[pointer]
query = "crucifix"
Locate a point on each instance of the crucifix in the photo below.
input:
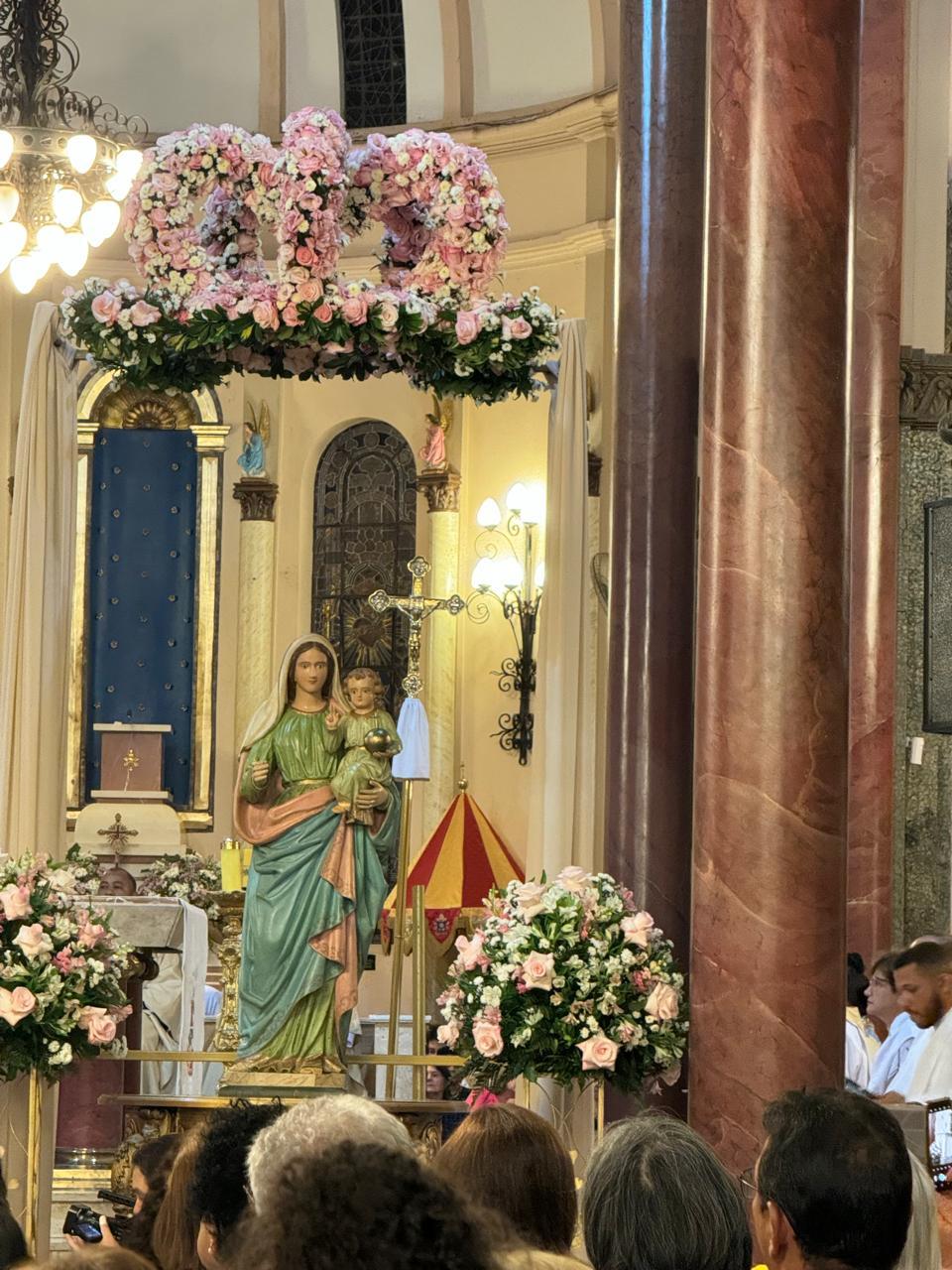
(416, 608)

● **WHAT YOU SHOULD DO**: Put the rows above into a two-column CSV with the headers instruction and point. Give each row one line, with its text and its answer each in a quoted field, turning any line breaks into spaces, and leave the pictures out.

● **FULL ANSWER**:
instruction,point
"[pointer] query = ""crucifix"" Locate a point on each instance of the crucifix in the photo below. input:","(416, 608)"